[Items du jeu de données de pointage]:
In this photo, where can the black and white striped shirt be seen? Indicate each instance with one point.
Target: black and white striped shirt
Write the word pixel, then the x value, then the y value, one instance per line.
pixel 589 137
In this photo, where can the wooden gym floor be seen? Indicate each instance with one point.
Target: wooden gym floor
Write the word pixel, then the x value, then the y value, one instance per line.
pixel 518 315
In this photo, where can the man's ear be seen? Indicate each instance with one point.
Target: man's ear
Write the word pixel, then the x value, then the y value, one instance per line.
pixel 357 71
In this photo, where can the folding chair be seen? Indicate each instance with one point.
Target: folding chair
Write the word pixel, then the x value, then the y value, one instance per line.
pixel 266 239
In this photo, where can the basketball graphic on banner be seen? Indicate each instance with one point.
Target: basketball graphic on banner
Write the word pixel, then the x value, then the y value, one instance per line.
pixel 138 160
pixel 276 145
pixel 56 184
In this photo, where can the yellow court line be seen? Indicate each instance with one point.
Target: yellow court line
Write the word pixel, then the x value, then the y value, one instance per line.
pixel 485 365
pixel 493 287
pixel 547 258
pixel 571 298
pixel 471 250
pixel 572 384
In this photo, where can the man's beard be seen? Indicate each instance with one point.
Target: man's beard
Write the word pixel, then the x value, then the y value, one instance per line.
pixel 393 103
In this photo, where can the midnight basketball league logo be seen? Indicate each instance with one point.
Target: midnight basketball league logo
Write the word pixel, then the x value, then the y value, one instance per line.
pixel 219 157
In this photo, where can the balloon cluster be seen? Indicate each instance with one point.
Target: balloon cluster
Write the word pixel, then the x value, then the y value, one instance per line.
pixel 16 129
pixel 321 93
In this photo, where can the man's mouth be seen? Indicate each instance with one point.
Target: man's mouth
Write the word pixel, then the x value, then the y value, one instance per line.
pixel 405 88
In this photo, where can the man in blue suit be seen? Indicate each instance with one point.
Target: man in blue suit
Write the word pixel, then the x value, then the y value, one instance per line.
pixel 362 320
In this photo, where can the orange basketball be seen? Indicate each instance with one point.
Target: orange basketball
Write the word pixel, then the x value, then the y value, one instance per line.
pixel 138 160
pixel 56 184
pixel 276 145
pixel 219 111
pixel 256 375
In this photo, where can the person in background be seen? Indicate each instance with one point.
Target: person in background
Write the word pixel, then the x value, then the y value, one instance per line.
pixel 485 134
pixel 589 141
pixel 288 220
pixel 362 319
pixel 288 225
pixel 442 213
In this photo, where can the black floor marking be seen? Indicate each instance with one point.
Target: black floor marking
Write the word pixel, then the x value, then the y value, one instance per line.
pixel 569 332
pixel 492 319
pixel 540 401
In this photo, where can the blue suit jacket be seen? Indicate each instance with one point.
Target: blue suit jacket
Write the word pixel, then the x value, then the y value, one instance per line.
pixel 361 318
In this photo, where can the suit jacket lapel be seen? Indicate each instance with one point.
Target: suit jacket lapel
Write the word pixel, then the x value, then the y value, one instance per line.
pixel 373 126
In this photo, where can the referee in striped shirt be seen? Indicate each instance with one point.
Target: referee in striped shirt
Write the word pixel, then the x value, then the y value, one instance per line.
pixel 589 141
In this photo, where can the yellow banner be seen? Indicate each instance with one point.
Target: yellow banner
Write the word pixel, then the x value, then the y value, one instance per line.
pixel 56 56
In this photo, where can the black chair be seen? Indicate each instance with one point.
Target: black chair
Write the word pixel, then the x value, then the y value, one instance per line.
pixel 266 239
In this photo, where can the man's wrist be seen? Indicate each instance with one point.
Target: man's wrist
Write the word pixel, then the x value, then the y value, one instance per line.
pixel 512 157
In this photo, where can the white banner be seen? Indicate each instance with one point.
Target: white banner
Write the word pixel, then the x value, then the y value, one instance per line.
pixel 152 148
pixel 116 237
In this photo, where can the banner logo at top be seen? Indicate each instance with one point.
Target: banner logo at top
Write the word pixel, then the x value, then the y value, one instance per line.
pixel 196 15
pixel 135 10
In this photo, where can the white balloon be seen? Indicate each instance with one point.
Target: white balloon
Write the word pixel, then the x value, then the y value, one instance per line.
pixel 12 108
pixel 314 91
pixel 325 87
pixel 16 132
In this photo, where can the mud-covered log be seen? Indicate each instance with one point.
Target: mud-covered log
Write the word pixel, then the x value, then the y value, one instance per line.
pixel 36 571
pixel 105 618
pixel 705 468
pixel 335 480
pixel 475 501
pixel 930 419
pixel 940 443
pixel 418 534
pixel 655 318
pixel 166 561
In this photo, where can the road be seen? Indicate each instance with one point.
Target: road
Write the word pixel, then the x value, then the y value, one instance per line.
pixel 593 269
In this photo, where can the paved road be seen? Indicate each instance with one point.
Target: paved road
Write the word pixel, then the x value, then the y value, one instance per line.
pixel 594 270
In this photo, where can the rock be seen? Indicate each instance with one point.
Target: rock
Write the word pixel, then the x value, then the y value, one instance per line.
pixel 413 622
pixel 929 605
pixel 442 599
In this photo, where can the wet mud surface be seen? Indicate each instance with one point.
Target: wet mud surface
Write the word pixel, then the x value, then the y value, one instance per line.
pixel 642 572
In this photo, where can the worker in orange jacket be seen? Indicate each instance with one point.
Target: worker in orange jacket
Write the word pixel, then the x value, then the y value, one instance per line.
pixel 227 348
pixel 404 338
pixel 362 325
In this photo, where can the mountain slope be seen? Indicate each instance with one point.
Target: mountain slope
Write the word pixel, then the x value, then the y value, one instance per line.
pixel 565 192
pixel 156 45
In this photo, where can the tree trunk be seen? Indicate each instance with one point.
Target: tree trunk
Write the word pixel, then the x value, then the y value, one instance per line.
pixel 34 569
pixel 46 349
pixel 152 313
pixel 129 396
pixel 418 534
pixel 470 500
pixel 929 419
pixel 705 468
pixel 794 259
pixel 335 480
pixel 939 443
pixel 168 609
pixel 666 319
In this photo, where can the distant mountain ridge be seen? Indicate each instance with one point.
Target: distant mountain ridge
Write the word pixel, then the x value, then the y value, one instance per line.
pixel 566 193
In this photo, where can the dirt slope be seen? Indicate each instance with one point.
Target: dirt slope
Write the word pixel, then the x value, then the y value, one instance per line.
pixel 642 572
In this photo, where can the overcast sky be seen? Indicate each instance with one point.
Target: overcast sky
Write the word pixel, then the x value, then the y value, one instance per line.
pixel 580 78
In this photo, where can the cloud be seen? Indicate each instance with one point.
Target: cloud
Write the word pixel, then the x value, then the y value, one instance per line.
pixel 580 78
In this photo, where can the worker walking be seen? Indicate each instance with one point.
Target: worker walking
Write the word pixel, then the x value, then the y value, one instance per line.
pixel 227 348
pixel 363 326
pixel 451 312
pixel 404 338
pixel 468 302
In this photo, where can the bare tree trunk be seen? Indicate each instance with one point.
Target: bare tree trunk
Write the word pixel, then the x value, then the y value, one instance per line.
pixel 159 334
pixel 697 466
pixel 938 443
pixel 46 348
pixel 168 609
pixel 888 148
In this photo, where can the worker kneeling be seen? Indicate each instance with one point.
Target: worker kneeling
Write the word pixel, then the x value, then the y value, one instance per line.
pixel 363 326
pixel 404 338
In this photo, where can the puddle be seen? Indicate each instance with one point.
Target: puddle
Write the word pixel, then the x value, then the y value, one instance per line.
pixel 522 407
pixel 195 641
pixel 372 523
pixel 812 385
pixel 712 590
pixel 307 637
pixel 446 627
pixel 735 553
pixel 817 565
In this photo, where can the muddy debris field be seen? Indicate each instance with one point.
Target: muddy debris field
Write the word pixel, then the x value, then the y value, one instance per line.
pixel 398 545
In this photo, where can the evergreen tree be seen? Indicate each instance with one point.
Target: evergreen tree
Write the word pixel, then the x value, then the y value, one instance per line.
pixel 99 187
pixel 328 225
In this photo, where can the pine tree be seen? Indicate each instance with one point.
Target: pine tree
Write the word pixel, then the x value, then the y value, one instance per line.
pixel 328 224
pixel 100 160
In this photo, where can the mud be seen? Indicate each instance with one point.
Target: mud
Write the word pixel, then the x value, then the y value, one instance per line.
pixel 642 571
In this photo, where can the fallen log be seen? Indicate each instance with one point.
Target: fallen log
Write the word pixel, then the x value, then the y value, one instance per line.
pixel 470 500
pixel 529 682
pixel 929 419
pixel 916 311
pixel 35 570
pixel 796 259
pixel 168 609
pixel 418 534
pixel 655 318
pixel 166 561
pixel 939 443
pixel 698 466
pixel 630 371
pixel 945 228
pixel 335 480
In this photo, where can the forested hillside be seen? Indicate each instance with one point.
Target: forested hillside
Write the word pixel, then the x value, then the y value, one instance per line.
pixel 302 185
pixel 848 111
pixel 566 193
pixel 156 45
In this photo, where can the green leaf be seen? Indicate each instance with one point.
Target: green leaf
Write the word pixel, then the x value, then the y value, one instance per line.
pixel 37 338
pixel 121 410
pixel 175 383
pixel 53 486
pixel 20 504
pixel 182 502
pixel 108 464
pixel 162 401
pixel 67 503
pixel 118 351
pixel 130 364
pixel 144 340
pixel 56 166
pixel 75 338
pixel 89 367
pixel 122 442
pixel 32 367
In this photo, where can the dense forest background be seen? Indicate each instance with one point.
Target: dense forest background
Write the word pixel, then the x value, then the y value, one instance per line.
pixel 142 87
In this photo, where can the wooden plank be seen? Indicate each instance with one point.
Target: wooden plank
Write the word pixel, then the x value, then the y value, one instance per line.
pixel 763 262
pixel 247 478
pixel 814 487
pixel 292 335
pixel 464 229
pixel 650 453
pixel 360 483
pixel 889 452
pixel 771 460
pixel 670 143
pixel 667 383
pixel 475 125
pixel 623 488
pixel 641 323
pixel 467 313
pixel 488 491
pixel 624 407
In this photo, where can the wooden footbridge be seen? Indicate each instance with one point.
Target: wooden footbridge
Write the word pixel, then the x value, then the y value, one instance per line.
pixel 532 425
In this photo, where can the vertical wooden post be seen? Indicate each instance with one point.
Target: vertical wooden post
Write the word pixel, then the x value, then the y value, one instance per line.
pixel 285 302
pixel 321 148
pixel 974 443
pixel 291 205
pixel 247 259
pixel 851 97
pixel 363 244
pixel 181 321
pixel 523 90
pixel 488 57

[Vos consignes]: Pouvez-vous réécrire les lignes, de celle qui contient « In this photo, where can the black chair » jusqu'à celle qui contient « pixel 16 132 » incluse, en changeant « white balloon » en « balloon » et en laissant tout le reste identique ?

[Corrigé]:
In this photo, where can the black chair be seen? Indicate each instance with one point.
Target: black chair
Write the word pixel, then the x value, then the y value, one instance per line.
pixel 266 239
In this photo, where can the man's wrist be seen? Indicate each instance with one point.
Target: man's wrist
Write the word pixel, then the x value, then the y value, one instance per line.
pixel 512 157
In this photo, where can the white banner be seen? Indicate each instance with one point.
Target: white banner
Write the word pixel, then the x value, then the y value, one instance per line.
pixel 152 148
pixel 116 237
In this photo, where can the banner logo at top be seen? Indicate each instance with one point.
Target: banner logo at top
Write the word pixel, then the x value, then the y value, one instance per line.
pixel 196 15
pixel 135 10
In this photo, where can the balloon be seen? Indicate each instance with one point.
Target: balloon
Write the word pixel, then the x value, then the y value, one instance per line.
pixel 12 108
pixel 314 91
pixel 325 87
pixel 16 132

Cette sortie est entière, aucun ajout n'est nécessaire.